RECORDS FOR THE TASK
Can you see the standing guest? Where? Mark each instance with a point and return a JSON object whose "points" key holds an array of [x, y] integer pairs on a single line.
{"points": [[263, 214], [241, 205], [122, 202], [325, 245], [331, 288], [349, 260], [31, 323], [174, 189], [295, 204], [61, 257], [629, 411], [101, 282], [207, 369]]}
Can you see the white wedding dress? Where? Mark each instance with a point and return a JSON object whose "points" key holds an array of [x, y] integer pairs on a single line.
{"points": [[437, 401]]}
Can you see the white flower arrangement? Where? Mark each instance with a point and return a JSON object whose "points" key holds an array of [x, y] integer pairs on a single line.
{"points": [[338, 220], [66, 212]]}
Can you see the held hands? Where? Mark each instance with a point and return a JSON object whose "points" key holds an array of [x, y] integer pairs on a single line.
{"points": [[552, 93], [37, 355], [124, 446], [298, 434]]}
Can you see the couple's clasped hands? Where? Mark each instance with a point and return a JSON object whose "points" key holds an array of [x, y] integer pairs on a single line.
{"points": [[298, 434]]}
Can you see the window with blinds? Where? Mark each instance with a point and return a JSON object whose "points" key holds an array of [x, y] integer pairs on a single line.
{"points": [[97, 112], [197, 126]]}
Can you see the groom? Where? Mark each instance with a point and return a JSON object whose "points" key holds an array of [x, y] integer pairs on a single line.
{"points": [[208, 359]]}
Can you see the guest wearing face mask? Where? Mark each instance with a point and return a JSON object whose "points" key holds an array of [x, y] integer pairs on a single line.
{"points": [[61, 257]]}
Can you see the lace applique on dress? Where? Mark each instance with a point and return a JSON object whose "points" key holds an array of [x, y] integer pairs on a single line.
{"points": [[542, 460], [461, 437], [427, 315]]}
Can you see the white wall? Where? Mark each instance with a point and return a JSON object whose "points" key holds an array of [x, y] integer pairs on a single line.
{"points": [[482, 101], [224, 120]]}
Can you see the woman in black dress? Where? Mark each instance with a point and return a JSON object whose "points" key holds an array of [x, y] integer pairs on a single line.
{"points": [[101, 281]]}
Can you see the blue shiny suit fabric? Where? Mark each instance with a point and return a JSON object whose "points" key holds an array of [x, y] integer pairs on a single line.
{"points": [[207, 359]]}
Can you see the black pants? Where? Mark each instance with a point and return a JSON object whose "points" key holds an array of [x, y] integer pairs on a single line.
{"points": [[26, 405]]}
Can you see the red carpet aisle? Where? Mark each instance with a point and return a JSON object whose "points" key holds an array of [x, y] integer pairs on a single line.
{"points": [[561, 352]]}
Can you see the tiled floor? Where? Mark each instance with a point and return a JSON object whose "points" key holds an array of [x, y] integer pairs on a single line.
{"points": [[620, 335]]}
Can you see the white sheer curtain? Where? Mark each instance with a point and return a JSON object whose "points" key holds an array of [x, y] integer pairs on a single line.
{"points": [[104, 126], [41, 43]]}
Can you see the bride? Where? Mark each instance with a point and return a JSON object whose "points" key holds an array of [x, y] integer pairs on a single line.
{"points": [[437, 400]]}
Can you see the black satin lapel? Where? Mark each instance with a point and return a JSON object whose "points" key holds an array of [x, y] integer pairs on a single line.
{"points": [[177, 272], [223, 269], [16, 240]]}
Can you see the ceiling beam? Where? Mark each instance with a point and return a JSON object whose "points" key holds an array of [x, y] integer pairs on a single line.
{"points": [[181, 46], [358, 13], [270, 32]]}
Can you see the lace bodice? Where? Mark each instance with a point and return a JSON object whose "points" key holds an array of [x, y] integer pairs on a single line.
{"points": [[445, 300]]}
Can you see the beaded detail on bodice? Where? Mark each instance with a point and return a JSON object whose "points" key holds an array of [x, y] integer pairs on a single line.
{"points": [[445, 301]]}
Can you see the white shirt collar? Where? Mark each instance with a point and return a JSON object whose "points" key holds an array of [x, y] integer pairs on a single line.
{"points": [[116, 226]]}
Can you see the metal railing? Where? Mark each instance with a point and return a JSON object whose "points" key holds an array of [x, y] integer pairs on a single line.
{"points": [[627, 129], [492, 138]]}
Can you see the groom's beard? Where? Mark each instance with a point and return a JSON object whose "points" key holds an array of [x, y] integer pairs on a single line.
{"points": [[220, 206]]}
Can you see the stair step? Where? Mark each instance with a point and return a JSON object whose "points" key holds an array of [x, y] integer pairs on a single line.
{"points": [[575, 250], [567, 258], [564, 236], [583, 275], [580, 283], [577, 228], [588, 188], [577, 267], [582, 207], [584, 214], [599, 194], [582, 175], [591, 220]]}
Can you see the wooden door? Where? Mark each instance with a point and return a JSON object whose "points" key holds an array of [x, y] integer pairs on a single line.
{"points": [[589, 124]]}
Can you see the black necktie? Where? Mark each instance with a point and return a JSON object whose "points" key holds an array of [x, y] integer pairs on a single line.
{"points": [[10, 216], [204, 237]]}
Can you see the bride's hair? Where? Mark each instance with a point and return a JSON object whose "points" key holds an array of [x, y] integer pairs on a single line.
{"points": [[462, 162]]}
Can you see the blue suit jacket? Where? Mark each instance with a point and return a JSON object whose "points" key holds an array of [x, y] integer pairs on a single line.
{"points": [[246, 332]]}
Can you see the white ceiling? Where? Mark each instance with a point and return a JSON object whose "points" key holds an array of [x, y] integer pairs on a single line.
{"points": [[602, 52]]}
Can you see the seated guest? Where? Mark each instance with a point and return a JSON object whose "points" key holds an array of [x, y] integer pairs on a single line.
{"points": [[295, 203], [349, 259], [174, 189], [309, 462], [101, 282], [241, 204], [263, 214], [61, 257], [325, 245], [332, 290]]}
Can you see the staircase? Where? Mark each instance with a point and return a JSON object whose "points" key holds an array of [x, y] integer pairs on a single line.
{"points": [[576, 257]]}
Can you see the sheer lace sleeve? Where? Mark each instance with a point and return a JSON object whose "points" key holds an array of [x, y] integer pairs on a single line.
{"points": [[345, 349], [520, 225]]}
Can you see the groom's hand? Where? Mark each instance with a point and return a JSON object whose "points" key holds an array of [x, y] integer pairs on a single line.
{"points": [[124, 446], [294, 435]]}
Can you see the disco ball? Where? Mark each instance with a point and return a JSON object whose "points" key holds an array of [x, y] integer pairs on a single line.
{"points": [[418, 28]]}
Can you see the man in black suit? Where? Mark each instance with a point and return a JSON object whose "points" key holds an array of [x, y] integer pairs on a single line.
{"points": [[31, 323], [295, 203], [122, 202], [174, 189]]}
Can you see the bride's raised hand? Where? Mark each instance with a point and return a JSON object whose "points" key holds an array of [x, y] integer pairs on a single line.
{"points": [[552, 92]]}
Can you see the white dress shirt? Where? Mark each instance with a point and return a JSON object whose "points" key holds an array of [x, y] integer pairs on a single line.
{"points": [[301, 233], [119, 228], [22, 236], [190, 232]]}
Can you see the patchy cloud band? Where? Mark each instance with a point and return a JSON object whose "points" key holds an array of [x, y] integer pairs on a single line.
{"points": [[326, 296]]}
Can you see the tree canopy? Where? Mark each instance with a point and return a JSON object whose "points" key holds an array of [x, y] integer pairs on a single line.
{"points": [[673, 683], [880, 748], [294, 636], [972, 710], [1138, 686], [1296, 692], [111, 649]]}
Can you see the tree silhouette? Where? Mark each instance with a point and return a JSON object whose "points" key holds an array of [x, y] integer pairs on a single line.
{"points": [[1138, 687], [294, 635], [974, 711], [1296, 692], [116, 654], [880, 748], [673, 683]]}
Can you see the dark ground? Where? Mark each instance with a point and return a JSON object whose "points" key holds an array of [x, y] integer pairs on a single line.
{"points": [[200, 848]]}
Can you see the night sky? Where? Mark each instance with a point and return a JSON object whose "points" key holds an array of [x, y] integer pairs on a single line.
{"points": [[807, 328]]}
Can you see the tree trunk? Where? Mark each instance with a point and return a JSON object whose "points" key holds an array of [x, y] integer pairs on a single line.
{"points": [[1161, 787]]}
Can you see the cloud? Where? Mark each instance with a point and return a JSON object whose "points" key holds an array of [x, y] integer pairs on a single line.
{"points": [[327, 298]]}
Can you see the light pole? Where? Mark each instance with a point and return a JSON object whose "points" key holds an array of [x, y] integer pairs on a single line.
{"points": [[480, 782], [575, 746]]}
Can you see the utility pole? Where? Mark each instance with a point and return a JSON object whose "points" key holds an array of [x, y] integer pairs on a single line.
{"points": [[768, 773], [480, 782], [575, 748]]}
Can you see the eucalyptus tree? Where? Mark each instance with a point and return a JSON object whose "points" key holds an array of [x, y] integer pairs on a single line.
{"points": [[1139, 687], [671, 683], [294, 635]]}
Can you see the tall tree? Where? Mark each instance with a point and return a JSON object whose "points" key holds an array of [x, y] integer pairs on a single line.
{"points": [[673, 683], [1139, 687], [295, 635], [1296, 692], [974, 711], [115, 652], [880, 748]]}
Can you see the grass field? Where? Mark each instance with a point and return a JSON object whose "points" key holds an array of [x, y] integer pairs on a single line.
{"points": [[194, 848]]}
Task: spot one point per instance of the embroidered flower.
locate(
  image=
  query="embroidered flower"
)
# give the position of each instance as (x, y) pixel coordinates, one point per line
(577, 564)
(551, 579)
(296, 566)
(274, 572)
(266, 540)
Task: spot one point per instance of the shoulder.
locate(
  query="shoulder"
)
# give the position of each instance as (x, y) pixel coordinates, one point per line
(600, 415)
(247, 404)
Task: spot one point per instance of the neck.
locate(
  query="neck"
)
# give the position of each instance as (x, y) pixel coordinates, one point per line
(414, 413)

WHAT YOU SHOULD DO
Retype nothing except the lines from the line holding "Can you see the tall" through the last line of the entries, both included.

WRITTEN ANSWER
Can you see the tall tree? Where? Mark each instance with a point and return a JSON object whose "points" key holds an array of [x, y] integer pairs on a single line.
{"points": [[673, 683], [1139, 687], [295, 635], [1296, 692], [974, 711], [115, 652], [880, 748]]}
Can you see the grass field? Where? Mark each instance with a point and return a JSON object whose "points" key holds an array of [x, y] integer pairs on a single line.
{"points": [[194, 848]]}
Task: spot one point per instance of the embroidered flower.
locate(
  image=
  query="embroidered flower"
)
# give the position of each instance as (x, y) pixel coordinates, one point per line
(577, 564)
(551, 579)
(296, 566)
(274, 572)
(266, 540)
Task: spot one point per instance of the shoulder.
locate(
  query="shoulder"
)
# give the position of each instance as (x, y) pixel coordinates, one point per line
(600, 415)
(247, 404)
Task: spot one point per instance of the neck.
locate(
  query="neck"
)
# give the position of each instance as (x, y) pixel coordinates, one point per line
(414, 413)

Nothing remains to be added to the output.